Excerto fornecido>
####################

Seria ingénuo pensar que Erdogan tomou a iniciativa de orquestrar a invasão da Síria sem o apoio, ou pelo menos o beneplácito dos norte-americanos, ingleses, israelitas e europeus


No espaço de duas semanas após a eleição de Donald Trump, o presidente cessante dos EUA, Joe Biden, lançou uma cartada extremamente disruptora nas relações internacionais, empurrando o conflito na Ucrânia para um patamar muito mais perigoso ao autorizar Kiev a usar mísseis de longo alcance americanos contra território russo, num movimento desleal, certamente com a intenção de dificultar o desanuviamento que o seu sucessor anunciara.

Como se não bastasse, uma semana volvida, a Turquia (o maior exército da NATO na Europa), lançou uma ofensiva na vizinha Síria por interpostos atores liderados pelo HTS, a antiga Frente Al-Nusra, rasgando de facto os acordos de Astana, que tinha com Moscovo e Teerão sobre o seu papel na Síria. Duas escaladas maiores executadas já no período final da administração Biden, nos dois maiores conflitos militares da atualidade, o da Ucrânia e o do Médio Oriente, ambos separados geograficamente pela Turquia, que agora entra em cena.

A mando de quem?

####################

Dados fornecidos>
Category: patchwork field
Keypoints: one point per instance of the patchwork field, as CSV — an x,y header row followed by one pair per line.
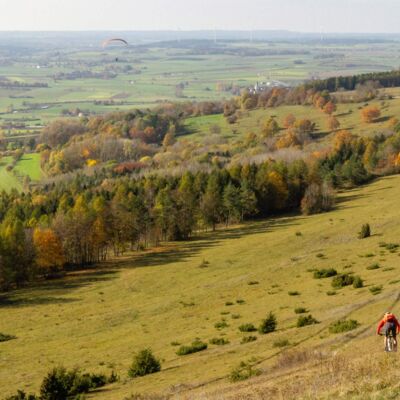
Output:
x,y
207,288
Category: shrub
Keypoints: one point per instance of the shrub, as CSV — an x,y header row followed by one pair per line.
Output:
x,y
343,326
21,395
247,328
243,371
305,320
4,337
248,339
365,231
358,282
57,384
144,363
281,343
195,347
324,273
268,325
221,324
342,280
317,198
219,341
376,289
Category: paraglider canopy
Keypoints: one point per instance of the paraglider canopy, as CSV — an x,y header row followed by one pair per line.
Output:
x,y
114,40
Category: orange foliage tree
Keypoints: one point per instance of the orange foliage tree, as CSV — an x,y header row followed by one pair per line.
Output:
x,y
49,249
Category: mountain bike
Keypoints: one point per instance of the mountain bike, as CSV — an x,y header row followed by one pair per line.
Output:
x,y
390,343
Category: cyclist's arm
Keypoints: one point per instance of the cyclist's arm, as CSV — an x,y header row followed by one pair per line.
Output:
x,y
380,327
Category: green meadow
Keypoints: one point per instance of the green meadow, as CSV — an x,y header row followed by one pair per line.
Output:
x,y
206,288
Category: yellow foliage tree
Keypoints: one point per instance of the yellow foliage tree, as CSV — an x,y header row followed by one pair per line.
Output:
x,y
48,249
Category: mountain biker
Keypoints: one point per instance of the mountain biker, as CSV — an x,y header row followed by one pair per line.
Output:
x,y
390,325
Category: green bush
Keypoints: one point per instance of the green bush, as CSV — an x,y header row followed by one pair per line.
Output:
x,y
324,273
365,231
219,341
4,337
305,320
343,326
21,395
358,282
195,347
342,280
247,328
281,343
221,324
376,289
248,339
268,325
243,371
144,363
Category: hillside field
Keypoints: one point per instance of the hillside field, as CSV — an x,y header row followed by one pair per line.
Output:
x,y
97,319
28,165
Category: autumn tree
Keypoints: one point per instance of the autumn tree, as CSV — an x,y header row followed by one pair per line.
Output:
x,y
49,251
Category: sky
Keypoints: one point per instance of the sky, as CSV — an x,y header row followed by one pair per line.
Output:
x,y
345,16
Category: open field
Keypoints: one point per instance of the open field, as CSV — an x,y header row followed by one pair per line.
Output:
x,y
348,115
98,319
28,165
81,74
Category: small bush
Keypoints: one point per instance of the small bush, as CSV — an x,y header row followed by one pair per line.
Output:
x,y
365,231
248,339
376,289
143,364
243,371
204,264
358,282
343,326
342,280
219,341
195,347
281,343
21,395
305,320
221,324
5,338
268,325
324,273
247,328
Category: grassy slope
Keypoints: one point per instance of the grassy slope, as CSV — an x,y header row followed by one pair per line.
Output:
x,y
98,320
28,165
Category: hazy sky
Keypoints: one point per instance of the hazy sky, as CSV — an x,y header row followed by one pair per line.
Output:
x,y
295,15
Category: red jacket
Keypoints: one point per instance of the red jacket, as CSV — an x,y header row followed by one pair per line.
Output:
x,y
388,318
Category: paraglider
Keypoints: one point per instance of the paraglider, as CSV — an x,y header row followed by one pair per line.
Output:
x,y
114,40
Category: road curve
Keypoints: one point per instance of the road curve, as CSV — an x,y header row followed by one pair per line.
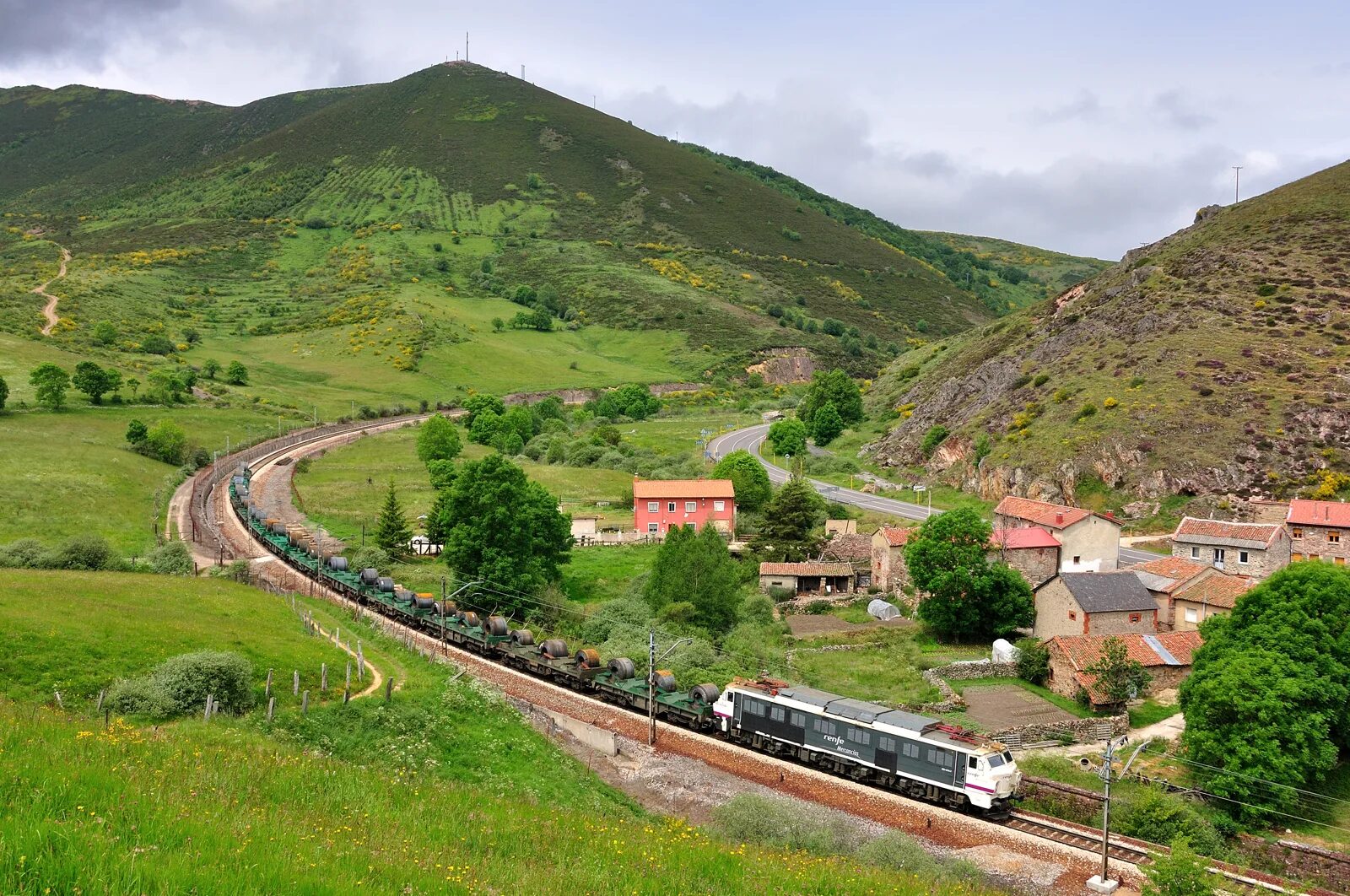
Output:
x,y
751,438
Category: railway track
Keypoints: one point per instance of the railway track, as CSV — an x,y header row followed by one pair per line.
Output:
x,y
1046,828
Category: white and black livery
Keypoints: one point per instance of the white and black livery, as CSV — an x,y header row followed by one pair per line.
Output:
x,y
913,754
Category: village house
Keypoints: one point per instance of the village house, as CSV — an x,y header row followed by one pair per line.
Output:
x,y
1246,548
813,576
1208,596
1167,657
1320,531
888,558
1088,542
854,549
1167,575
661,504
1094,603
1032,551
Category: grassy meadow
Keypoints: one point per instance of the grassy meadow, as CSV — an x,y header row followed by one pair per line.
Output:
x,y
443,790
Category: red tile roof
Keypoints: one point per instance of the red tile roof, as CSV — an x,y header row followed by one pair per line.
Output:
x,y
1260,535
682,488
895,537
1083,650
1168,574
1023,538
1041,511
809,569
1217,591
1320,513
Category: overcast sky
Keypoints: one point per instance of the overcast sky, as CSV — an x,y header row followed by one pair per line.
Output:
x,y
1082,127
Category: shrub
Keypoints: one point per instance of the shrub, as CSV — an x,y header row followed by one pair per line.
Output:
x,y
172,558
932,439
1033,663
81,552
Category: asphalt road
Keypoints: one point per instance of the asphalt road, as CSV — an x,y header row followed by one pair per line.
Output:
x,y
751,438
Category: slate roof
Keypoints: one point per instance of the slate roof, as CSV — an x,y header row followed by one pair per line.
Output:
x,y
809,569
1109,591
895,537
1217,591
1168,574
848,548
1320,513
1222,532
1151,650
682,488
1043,513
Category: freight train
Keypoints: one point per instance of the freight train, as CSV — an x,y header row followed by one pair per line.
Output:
x,y
913,754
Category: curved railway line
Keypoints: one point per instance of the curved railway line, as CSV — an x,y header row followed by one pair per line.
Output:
x,y
208,497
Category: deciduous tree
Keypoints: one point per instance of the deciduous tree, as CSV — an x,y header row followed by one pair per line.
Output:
x,y
438,439
51,384
697,569
505,529
748,478
963,594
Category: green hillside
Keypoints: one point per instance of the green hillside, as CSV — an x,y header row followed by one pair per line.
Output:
x,y
1210,362
389,223
1002,274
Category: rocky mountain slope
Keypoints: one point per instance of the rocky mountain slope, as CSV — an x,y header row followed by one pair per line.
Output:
x,y
1215,360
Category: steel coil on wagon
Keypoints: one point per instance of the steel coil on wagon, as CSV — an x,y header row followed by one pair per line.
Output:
x,y
705,694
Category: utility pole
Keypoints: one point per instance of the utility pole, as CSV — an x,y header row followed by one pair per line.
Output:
x,y
1102,883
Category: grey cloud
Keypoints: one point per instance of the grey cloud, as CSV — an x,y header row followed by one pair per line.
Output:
x,y
67,29
1083,108
1174,108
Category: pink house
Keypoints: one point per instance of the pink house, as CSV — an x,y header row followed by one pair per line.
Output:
x,y
658,505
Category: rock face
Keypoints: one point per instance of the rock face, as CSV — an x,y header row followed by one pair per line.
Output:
x,y
1212,362
786,366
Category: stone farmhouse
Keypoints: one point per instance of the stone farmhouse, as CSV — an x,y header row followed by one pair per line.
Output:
x,y
1088,542
1167,657
1094,603
1032,551
1255,549
813,576
1320,531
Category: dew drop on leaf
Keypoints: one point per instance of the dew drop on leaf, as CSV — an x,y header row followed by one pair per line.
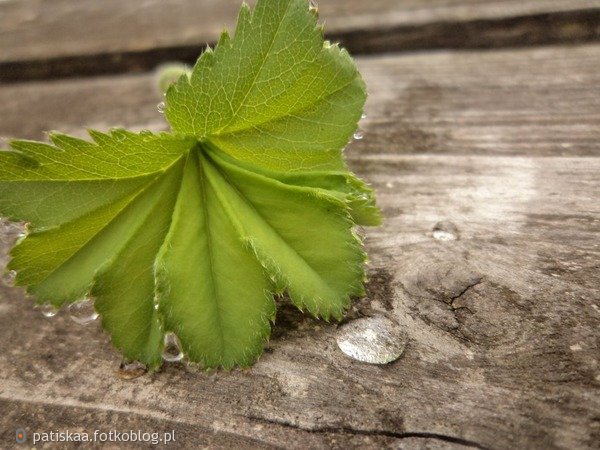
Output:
x,y
83,311
8,279
48,310
374,340
172,349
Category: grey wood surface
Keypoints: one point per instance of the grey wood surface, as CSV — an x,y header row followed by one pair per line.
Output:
x,y
502,323
53,38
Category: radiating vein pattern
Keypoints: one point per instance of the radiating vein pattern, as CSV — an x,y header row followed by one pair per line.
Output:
x,y
194,232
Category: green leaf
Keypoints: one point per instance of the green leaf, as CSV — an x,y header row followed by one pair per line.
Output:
x,y
194,232
275,95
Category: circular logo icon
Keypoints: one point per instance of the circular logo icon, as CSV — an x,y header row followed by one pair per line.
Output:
x,y
20,435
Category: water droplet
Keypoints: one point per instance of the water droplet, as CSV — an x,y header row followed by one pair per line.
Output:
x,y
445,231
48,310
128,370
8,279
83,311
172,349
374,340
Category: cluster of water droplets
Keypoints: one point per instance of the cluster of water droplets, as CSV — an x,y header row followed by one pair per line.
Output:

####################

Tarefas a realizar>
1. Por favor, repita o trecho do excerto fornecido de "Como se não" a "mando de quem?", sem qualquer alteração.
2. Segundo o excerto fornecido, qual era o nome anterior do HTS?
3. Enumere todos os povos que a primeira frase do excerto fornecido indica como possíveis apoiantes de Erdogan na invasão da Síria.

Resultados por tarefa>
1.
Como se não bastasse, uma semana volvida, a Turquia (o maior exército da NATO na Europa), lançou uma ofensiva na vizinha Síria por interpostos atores liderados pelo HTS, a antiga Frente Al-Nusra, rasgando de facto os acordos de Astana, que tinha com Moscovo e Teerão sobre o seu papel na Síria. Duas escaladas maiores executadas já no período final da administração Biden, nos dois maiores conflitos militares da atualidade, o da Ucrânia e o do Médio Oriente, ambos separados geograficamente pela Turquia, que agora entra em cena.

A mando de quem?

2. Frente Al-Nusra.

3. norte-americanos, ingleses, israelitas, europeus